Check each line of the entries below for the word "forest", and copy the lines that have it.

Start of Block

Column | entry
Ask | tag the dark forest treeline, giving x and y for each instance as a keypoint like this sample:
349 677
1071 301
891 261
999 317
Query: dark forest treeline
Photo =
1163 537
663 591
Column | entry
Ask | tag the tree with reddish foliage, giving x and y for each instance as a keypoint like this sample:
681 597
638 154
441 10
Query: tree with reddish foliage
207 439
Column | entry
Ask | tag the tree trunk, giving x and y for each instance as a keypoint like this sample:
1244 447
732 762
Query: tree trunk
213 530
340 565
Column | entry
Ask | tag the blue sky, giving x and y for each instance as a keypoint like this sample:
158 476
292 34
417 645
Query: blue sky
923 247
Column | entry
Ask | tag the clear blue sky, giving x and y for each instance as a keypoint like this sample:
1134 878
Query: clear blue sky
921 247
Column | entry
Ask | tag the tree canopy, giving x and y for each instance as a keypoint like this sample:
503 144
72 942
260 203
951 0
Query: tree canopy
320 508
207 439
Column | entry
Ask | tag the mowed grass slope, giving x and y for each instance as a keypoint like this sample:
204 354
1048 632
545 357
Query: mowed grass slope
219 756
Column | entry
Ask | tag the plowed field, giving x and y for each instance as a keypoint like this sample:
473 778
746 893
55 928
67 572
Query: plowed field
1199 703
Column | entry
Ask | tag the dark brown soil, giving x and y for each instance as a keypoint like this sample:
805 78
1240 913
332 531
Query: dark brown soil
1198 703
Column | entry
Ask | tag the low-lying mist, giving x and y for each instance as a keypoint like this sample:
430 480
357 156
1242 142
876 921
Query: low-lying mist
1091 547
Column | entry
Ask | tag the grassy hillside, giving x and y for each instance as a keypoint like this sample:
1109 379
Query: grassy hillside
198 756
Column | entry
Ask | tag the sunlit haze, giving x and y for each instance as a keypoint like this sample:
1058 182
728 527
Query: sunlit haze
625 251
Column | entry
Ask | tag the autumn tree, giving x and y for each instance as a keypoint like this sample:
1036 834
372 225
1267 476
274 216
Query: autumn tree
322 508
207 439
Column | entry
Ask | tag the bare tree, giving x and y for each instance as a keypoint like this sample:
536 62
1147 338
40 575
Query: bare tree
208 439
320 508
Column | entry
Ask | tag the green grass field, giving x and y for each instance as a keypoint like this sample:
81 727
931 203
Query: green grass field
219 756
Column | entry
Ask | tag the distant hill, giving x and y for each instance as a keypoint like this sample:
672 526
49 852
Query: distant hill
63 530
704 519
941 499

End of Block

▶ _Reply to the task_:
Ask | tag the dark forest treeline, giving x and y for each instance as a keypoint like this sample:
Query: dark forest treeline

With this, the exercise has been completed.